------ Recorded information

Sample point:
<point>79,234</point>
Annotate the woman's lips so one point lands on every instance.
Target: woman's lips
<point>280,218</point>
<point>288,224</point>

------------

> The task: The records above should be restated word for word in their entirety.

> Output of the task:
Sample point:
<point>79,234</point>
Annotate the woman's lips so one point lands on every instance.
Target: woman's lips
<point>280,218</point>
<point>288,224</point>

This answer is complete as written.